Location identification entries
::::
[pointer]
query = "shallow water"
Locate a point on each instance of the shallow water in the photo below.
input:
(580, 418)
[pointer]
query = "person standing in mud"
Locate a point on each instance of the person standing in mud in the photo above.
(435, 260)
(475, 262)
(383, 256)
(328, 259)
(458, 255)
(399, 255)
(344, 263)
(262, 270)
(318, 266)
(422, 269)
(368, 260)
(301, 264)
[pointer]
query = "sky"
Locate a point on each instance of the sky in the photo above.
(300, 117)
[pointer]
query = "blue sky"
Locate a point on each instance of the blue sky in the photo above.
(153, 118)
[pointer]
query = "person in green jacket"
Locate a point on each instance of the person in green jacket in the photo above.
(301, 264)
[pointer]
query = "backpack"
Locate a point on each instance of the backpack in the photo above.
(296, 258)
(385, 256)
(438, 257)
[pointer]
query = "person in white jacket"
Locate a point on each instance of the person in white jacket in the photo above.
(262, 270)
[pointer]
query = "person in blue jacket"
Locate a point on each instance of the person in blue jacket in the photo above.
::::
Exercise brief -
Write out all of the material above again, replacing "jacket" with "coat" wherever it appears and keeping everything else unchanged.

Solved problem -
[pointer]
query = "shallow water"
Locate a point on each instance of the shallow water in the photo below.
input:
(580, 418)
[pointer]
query = "person standing in mud"
Locate a point on each instance of the person standing in mud in the photo above.
(435, 260)
(475, 262)
(383, 256)
(328, 259)
(458, 255)
(399, 255)
(344, 263)
(262, 270)
(318, 266)
(422, 269)
(368, 260)
(301, 264)
[pointer]
query = "sky"
Locate a point on each instance of the sky in the photo above.
(300, 117)
[pointer]
query = "blue sky"
Locate a point on each instance of the blue sky in the photo above.
(153, 118)
[pointer]
query = "person in green coat"
Locate a point on each instance of the person in green coat in the photo above.
(301, 264)
[pointer]
query = "backpack"
Locate a point on each instance of the backpack in the photo above.
(296, 258)
(385, 256)
(438, 257)
[pointer]
query = "person in white coat"
Locate a point on each instance of the person in white coat in the photo above.
(262, 270)
[pointer]
query = "person in blue coat"
Locate a point on each instance of the person in blue coat in the photo above.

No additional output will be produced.